* BEGIN *

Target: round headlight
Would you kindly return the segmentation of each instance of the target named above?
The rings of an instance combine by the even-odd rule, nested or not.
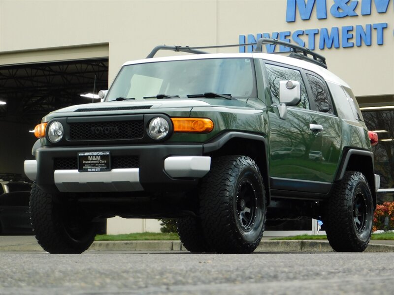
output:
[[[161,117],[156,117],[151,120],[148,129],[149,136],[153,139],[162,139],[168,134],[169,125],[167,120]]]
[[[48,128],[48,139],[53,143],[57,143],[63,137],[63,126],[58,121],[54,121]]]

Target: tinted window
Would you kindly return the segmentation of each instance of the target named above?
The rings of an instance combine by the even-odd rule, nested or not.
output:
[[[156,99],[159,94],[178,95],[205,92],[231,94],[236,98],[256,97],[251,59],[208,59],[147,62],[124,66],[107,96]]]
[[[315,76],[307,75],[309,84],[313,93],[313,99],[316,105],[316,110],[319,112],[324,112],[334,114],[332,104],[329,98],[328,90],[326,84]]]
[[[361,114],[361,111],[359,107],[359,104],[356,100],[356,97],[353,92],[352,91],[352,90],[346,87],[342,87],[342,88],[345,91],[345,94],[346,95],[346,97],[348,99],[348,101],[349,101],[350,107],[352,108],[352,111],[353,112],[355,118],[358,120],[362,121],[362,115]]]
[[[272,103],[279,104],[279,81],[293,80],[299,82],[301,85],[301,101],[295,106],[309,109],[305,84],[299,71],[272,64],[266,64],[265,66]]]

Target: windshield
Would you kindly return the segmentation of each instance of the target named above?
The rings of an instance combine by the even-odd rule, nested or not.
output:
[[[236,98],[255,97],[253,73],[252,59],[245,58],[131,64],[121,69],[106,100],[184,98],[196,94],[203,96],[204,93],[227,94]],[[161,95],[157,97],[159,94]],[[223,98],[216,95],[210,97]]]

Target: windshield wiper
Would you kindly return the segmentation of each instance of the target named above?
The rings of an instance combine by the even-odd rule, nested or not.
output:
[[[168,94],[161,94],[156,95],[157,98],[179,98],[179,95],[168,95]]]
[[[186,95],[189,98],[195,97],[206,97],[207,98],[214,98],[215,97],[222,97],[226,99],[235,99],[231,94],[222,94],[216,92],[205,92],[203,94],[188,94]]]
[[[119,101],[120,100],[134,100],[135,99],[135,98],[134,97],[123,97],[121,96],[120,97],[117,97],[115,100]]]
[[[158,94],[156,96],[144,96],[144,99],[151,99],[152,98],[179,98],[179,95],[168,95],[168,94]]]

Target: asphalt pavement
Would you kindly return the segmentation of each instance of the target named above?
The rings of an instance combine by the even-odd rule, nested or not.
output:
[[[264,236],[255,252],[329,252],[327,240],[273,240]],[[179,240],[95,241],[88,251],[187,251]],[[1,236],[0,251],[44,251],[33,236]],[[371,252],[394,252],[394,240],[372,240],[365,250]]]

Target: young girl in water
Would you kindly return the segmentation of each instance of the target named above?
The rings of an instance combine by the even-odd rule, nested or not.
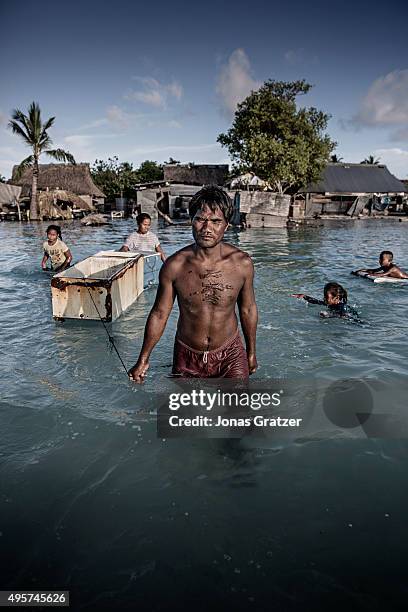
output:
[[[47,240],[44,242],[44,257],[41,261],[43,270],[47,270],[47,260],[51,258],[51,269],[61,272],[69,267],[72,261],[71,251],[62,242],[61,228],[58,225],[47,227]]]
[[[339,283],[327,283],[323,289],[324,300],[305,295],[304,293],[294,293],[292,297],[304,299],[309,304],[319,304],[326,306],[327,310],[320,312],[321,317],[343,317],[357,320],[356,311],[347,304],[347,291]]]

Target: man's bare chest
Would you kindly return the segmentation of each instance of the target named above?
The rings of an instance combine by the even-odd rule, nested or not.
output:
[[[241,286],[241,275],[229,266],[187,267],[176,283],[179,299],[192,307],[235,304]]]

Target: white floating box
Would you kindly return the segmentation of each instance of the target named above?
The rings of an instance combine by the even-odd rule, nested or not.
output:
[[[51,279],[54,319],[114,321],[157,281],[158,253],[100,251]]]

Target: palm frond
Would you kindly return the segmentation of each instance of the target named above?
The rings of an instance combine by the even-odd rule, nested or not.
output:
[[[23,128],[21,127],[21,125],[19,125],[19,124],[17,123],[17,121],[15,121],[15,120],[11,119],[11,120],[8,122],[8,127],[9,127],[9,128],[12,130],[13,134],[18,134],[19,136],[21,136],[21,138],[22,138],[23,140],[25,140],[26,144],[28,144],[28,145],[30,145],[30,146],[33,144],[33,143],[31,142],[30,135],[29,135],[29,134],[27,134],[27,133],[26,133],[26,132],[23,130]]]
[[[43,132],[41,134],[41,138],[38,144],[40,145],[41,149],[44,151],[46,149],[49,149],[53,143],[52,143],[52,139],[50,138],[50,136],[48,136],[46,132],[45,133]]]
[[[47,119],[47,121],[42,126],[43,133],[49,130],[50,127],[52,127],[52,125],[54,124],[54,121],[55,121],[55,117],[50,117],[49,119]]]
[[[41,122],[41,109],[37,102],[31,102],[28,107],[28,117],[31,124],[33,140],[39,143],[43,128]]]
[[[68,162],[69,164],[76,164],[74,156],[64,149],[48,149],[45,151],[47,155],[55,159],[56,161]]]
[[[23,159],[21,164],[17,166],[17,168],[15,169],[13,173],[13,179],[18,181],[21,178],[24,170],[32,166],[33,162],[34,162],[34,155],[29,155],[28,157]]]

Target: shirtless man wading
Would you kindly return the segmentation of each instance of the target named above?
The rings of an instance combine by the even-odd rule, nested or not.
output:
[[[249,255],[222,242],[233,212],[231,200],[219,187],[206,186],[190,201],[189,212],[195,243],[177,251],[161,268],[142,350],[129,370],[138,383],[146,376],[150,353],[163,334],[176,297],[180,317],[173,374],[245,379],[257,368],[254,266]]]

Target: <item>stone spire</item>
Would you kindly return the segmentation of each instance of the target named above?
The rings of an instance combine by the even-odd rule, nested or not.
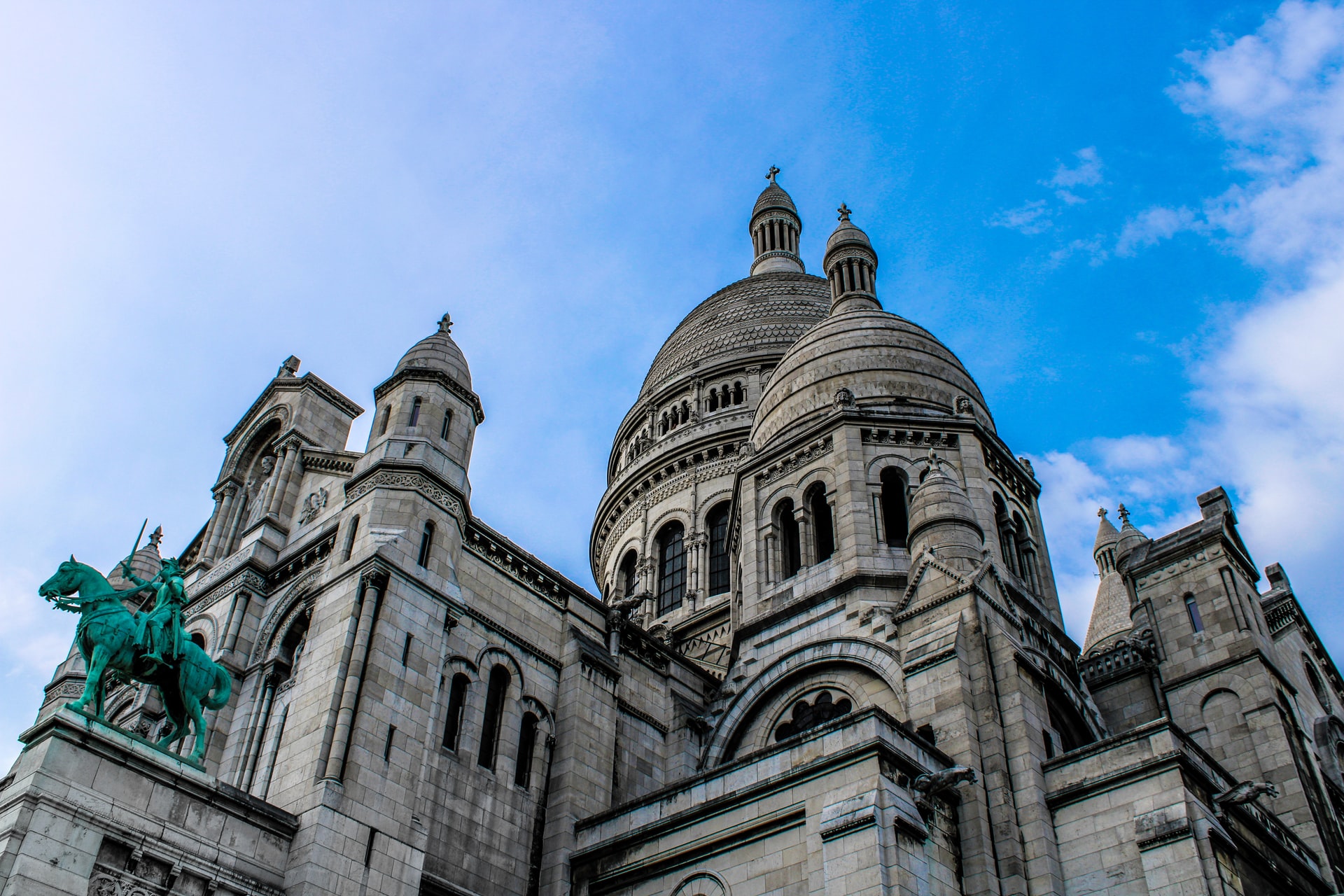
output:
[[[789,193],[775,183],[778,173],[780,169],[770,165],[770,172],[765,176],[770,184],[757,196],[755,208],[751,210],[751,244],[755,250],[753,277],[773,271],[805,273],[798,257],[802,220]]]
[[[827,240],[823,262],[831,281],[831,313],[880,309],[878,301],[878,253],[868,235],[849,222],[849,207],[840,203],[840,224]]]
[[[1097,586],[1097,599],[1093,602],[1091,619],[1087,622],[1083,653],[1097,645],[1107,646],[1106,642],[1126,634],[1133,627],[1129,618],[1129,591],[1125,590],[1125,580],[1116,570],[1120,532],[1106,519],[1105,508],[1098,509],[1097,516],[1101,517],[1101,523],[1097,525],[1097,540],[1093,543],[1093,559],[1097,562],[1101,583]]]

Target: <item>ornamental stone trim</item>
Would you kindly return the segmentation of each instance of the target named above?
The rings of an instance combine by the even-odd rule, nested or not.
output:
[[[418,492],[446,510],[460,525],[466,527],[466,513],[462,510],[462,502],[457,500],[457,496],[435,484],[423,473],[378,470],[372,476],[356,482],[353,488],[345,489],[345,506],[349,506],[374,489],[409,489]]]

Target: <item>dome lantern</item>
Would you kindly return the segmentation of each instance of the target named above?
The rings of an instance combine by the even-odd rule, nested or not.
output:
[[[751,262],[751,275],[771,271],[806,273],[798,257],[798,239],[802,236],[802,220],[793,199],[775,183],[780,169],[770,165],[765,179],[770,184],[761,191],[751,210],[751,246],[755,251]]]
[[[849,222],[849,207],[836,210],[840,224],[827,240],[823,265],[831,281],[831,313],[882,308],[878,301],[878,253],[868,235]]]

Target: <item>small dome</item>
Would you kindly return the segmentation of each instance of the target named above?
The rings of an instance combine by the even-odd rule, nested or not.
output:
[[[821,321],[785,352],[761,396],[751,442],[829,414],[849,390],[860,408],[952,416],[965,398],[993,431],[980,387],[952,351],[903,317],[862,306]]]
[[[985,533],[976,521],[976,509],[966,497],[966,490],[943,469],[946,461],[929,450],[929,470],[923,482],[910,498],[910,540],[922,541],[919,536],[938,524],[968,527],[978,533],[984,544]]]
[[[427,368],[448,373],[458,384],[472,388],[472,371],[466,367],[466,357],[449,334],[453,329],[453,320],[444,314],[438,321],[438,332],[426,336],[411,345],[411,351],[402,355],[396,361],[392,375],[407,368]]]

* END *

> _WHAT YOU HAVE TO DO_
Express the lines from the one containing "Target: <item>dome lantern</item>" through the end of the lines as a JSON list of strings, one string per line, leaving out blank lines.

> _SOLUTION TO THIS PROBLEM_
[
  "Target: <item>dome lantern</item>",
  "Would you kindly return the segmentation of each instance of the target named above?",
  "The rings of an instance combine by the even-odd rule, nested or not.",
  "output:",
  "[[[751,262],[751,275],[771,271],[806,273],[798,257],[798,239],[802,236],[802,220],[793,199],[775,183],[780,169],[770,165],[765,179],[770,184],[761,191],[751,210],[751,246],[755,251]]]",
  "[[[849,222],[849,207],[836,210],[840,224],[827,240],[823,265],[831,281],[831,313],[882,308],[878,301],[878,253],[868,235]]]",
  "Target: <item>small dome</item>",
  "Would you kindly return the segmentation of each instance of the target named above?",
  "The rings of an instance combine by the even-odd rule, nested or not.",
  "output:",
  "[[[821,321],[785,352],[761,396],[751,442],[829,414],[849,390],[860,408],[952,416],[965,398],[993,431],[980,387],[952,351],[903,317],[862,306]]]",
  "[[[985,533],[976,521],[976,509],[966,497],[966,490],[943,469],[946,461],[929,450],[929,470],[923,482],[910,498],[910,540],[922,541],[919,536],[938,524],[968,527],[978,533],[984,544]]]",
  "[[[427,368],[448,373],[458,384],[472,388],[472,371],[466,367],[466,357],[449,334],[453,329],[453,320],[444,314],[438,321],[438,332],[426,336],[411,345],[411,351],[402,355],[396,361],[392,375],[407,368]]]"
]